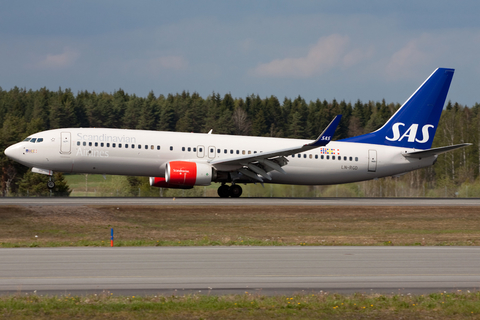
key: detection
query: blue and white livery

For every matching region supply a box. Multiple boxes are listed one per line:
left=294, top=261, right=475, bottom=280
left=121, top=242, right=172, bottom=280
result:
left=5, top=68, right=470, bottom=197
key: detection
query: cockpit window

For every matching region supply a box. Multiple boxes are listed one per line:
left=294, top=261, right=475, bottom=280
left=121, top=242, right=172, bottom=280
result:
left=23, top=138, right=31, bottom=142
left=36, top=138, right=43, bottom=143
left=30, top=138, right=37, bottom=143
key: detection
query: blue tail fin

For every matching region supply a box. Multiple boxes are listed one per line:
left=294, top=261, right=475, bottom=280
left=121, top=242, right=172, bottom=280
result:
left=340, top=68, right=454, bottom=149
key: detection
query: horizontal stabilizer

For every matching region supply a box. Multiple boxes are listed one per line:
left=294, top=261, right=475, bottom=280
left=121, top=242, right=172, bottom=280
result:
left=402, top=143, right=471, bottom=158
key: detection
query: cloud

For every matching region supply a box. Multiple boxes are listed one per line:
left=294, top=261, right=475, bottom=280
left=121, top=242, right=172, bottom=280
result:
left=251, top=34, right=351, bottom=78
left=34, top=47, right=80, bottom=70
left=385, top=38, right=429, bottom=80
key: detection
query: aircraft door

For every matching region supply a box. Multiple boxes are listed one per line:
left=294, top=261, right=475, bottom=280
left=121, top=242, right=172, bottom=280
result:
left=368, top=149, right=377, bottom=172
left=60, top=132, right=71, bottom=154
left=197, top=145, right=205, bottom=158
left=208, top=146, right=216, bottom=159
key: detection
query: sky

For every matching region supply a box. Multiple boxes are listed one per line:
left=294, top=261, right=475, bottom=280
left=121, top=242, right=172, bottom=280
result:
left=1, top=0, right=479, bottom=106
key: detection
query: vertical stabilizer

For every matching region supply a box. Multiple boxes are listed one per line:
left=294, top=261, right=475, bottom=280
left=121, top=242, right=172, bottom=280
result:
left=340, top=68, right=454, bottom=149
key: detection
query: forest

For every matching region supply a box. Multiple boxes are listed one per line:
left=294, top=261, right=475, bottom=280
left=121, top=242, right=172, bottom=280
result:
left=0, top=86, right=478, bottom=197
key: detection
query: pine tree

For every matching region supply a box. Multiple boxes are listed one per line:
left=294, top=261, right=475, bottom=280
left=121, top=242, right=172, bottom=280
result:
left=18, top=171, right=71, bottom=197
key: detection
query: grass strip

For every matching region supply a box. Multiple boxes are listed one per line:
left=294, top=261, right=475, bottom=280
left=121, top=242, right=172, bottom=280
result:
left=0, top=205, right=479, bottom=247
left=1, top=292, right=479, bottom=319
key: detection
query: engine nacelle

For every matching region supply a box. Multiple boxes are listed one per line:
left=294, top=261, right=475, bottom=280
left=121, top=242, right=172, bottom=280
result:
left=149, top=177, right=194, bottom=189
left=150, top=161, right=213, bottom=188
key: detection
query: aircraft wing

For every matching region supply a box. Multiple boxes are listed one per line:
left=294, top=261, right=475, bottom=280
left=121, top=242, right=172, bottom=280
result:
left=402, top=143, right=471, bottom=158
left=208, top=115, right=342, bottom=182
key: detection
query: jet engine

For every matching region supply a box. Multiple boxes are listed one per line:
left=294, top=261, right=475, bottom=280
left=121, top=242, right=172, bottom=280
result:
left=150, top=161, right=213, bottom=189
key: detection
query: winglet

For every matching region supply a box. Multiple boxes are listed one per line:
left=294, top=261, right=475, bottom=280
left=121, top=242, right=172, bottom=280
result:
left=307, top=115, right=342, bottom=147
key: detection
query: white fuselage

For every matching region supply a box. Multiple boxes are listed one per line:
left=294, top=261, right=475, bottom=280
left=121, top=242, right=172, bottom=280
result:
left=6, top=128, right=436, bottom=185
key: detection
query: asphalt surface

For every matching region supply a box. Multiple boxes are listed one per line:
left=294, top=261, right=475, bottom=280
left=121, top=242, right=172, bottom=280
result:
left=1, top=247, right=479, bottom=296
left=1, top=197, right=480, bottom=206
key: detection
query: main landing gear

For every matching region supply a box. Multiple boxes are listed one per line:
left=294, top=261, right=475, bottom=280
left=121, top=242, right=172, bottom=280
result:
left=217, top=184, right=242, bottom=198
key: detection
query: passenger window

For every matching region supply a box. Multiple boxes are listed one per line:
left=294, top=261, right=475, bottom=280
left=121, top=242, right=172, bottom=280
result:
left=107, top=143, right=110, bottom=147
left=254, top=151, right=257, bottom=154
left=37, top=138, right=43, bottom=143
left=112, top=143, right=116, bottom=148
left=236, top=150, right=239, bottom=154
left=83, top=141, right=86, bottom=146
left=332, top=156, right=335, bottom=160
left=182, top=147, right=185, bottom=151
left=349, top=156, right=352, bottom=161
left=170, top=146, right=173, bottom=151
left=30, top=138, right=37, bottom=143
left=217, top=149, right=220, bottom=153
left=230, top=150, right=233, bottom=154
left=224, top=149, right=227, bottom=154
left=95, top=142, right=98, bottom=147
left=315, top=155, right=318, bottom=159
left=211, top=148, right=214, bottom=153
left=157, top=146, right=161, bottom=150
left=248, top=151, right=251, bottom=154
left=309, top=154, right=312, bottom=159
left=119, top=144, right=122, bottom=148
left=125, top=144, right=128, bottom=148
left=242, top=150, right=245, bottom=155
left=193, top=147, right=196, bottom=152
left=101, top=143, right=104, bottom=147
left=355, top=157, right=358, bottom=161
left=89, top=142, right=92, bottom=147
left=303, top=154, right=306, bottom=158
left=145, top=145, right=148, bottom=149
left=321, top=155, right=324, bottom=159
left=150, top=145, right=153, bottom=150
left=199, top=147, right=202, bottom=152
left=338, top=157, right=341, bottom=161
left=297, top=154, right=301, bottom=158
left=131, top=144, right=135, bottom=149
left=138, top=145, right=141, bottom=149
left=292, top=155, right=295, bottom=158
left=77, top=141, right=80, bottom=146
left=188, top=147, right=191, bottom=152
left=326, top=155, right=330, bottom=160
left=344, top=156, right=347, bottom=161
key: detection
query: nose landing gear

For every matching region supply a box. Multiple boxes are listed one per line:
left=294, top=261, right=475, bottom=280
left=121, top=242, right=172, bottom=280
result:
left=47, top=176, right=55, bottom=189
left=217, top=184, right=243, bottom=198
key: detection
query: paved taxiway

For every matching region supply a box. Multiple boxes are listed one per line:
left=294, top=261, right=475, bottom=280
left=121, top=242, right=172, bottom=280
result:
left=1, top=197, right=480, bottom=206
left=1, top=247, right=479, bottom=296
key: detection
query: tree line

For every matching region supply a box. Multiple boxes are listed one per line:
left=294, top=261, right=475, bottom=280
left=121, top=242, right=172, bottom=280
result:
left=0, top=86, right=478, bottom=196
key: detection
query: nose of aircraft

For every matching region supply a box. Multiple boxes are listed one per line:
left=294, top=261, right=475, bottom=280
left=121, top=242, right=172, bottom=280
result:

####################

Directions for this task:
Only the lines from the top of the material above down to the line bearing "query: blue tail fin", that line included, should be set down exactly; no pictures.

Answer for this exercise:
key: detection
query: blue and white livery

For every matching region supply a box. Multiple boxes are listed one per line:
left=294, top=261, right=475, bottom=280
left=121, top=242, right=172, bottom=280
result:
left=5, top=68, right=470, bottom=197
key: detection
query: cockpit window

For every matching region supply a box. Multiple boxes are listed one per line:
left=294, top=261, right=475, bottom=280
left=121, top=242, right=172, bottom=280
result:
left=23, top=138, right=31, bottom=142
left=36, top=138, right=43, bottom=143
left=30, top=138, right=37, bottom=143
key: detection
query: blue tail fin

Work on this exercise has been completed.